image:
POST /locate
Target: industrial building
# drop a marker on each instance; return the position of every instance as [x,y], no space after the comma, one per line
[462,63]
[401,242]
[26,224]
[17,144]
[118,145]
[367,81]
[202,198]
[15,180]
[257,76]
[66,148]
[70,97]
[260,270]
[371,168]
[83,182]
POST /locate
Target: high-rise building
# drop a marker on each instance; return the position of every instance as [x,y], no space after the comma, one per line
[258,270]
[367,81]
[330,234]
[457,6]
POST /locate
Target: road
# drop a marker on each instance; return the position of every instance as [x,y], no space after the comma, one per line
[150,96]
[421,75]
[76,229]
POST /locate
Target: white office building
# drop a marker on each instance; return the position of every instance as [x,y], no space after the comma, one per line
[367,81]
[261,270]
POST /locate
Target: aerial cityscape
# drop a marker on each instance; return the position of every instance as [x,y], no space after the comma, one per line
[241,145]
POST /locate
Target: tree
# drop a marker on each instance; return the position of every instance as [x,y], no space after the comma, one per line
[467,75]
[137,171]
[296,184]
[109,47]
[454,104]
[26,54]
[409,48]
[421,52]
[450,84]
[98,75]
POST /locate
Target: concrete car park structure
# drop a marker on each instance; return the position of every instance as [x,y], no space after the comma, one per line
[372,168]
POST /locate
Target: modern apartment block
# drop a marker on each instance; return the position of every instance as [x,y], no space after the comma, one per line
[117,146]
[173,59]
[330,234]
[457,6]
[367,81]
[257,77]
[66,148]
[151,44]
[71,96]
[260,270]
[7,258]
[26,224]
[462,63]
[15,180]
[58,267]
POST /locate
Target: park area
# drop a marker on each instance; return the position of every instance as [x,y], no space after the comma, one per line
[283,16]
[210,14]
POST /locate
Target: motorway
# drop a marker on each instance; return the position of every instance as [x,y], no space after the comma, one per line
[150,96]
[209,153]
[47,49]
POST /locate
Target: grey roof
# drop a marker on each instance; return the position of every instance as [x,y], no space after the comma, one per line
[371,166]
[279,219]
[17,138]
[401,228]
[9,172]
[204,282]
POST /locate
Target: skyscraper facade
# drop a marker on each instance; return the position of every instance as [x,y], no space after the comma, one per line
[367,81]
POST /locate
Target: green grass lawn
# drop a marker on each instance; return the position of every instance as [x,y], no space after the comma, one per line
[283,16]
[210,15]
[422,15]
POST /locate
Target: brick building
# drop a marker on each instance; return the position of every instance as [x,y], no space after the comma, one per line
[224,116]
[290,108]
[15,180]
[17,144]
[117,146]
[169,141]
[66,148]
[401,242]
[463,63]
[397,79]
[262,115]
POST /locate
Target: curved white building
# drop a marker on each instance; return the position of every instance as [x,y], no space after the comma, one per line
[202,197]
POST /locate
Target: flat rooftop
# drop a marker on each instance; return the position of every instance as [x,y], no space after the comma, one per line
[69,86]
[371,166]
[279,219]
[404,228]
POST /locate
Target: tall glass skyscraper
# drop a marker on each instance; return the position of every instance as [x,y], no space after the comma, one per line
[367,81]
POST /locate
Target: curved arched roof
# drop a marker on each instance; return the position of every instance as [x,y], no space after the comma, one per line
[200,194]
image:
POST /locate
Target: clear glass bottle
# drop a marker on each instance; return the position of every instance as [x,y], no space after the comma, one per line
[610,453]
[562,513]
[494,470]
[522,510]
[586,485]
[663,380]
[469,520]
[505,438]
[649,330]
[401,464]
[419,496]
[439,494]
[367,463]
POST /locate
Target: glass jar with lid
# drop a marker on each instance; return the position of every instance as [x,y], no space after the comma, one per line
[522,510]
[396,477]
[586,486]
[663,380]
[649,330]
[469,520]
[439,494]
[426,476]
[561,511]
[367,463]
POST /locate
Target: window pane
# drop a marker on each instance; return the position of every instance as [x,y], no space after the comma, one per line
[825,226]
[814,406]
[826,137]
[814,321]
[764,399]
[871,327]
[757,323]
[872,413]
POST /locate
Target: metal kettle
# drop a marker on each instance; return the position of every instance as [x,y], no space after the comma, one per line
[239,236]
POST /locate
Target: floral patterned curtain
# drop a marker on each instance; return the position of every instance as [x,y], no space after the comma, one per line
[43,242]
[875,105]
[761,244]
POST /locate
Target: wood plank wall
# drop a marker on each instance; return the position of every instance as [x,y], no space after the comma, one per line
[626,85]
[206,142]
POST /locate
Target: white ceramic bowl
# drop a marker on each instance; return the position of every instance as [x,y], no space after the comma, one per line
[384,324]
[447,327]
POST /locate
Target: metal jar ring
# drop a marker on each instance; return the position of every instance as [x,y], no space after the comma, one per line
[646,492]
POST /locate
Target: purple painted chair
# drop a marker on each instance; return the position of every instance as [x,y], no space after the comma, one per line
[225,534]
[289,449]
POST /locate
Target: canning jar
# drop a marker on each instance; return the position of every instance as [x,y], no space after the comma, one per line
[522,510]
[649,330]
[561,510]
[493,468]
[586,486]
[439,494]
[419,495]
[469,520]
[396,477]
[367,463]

● ● ● ● ● ● ●

- _What is being asked_:
Every line above should be printed again exactly as it stands.

- _Task result_:
image:
POST /locate
Target: industrial building
# drop a marker on each instance; return the position of every instance as [x,y], no space after the comma, one per line
[462,63]
[401,242]
[26,224]
[17,144]
[118,145]
[367,81]
[202,198]
[15,180]
[257,76]
[66,148]
[70,97]
[260,270]
[371,168]
[83,182]
POST /locate
Target: high-rise building
# drop a marker on each instance; return the position of every instance as [x,y], no space after the comma, one per line
[258,270]
[367,81]
[330,234]
[457,6]
POST /locate
Target: road
# drop a marker on each instance; return the position of every instance as [x,y], no space after the comma, one per line
[150,96]
[421,75]
[76,229]
POST /locate
Target: white office building
# drop a marker on each instance; return the position of every instance as [x,y], no space after the comma, one per line
[367,81]
[261,270]
POST /locate
Target: aerial cityscape
# drop a marker on each instance; return the position of every instance as [x,y], no space after the comma, one per line
[241,145]
POST /locate
Target: tree
# drop a marker on each instance; return the position of every instance as [x,y], no space after the comma, one per line
[467,75]
[137,171]
[296,184]
[109,47]
[454,104]
[26,54]
[409,48]
[421,52]
[450,84]
[98,75]
POST /locate
Target: concrete car park structure
# drop a marker on each instance; return the position of every instance as [x,y], no space after the comma, one per line
[372,168]
POST /locate
Target: modern apartment block
# drop a marker on each instance; return the position of every instance as [x,y], no space after the comma, one per line
[117,146]
[173,59]
[330,234]
[457,6]
[367,81]
[257,77]
[66,148]
[151,44]
[71,96]
[260,270]
[7,258]
[26,224]
[462,63]
[15,180]
[58,267]
POST /locate
Target: park area
# drop a marker on each instance; return the position of every instance as [x,y], no space after the comma, one per line
[283,16]
[210,14]
POST /locate
Target: motorway
# drop a marker on each instance; return the position of every instance as [x,y], no space after the comma, one per line
[150,96]
[209,153]
[47,49]
POST /locate
Target: grey roof
# drop a marker on each instance; return the position of every instance as [x,y], no space after the comma, one per line
[371,166]
[279,219]
[17,138]
[401,228]
[9,172]
[204,282]
POST /locate
Target: skyscraper facade
# drop a marker on each instance; return the position of every instance as [x,y], no space after the comma, one per line
[367,81]
POST /locate
Target: green grass lawn
# drop a marker on each instance; return the position of every instance as [x,y], no space after the comma, one per line
[283,16]
[210,15]
[422,15]
POST /locate
Target: brick building
# drop a marker on each instance; return the position of every instance as [x,y], no space after the comma, one per line
[224,116]
[290,108]
[15,180]
[17,144]
[117,146]
[169,141]
[66,148]
[401,242]
[463,63]
[397,79]
[262,115]
POST /locate
Target: curved white building
# drop a marker on each instance; return the position of every instance as [x,y], no space after the comma, one per line
[202,197]
POST /locate
Target: flat rooftop
# drop a marker on each instance; return the position of every instance as [x,y], no space after the comma, one per line
[69,86]
[371,166]
[279,219]
[404,228]
POST /locate
Target: tall glass skyscraper
# drop a marker on each instance; return the position of every instance as [x,y], no space after the comma, one per line
[367,81]
POST /locate
Target: curved arched roof
# drop a marker on each instance; return the position of every instance as [x,y], no space after the comma, one per line
[200,194]
image:
POST /locate
Target: clear glass bottle
# drop a marker on each instance; return the position of every instance as [x,y], no space after the comma, one per line
[610,453]
[562,513]
[494,470]
[522,510]
[586,485]
[663,380]
[469,520]
[505,438]
[649,330]
[401,464]
[419,496]
[439,494]
[367,463]
POST /locate
Target: glass jar with lid
# drop a marker on each instance; return the position of every instance as [x,y], no space after the comma, one per line
[522,510]
[396,477]
[586,486]
[663,380]
[649,330]
[469,520]
[439,494]
[426,476]
[561,511]
[367,463]
POST /locate
Target: window pane
# drop a marker on each instance; return the position of every instance as [x,y], no space after the comma, one per line
[825,226]
[814,406]
[826,137]
[814,321]
[764,399]
[871,327]
[757,323]
[872,413]
POST /locate
Target: metal kettle
# drop a marker on each instance; return the position of every instance as [x,y], no space after the comma, one per line
[239,236]
POST /locate
Target: floral patterned curtain
# drop a marker on each instance; return the position of every instance as [x,y], no space after the comma, one per line
[43,242]
[875,105]
[761,244]
POST /locate
Target: wood plank wall
# drop a marker on each instance; return the position of every instance as [x,y], no space after the comma, one per line
[626,85]
[206,142]
POST /locate
Target: white ceramic bowl
# drop a marker on each instance; return the position of every instance as [x,y], no space after the comma, one per line
[384,324]
[447,327]
POST /locate
Target: metal jar ring
# drop a marker on each instance; return the position of every instance as [x,y], no space after the comma, one per line
[646,492]
POST /locate
Target: purple painted chair
# drop a marker on each instance; return the position of every instance as [x,y], no space after the comma, one per line
[225,534]
[289,449]
POST /locate
Target: canning jar
# drop a marker on each instance; return the position of every instance as [x,y], no space after the comma, one per line
[522,510]
[649,330]
[561,510]
[493,468]
[586,486]
[439,494]
[419,495]
[469,520]
[396,477]
[367,463]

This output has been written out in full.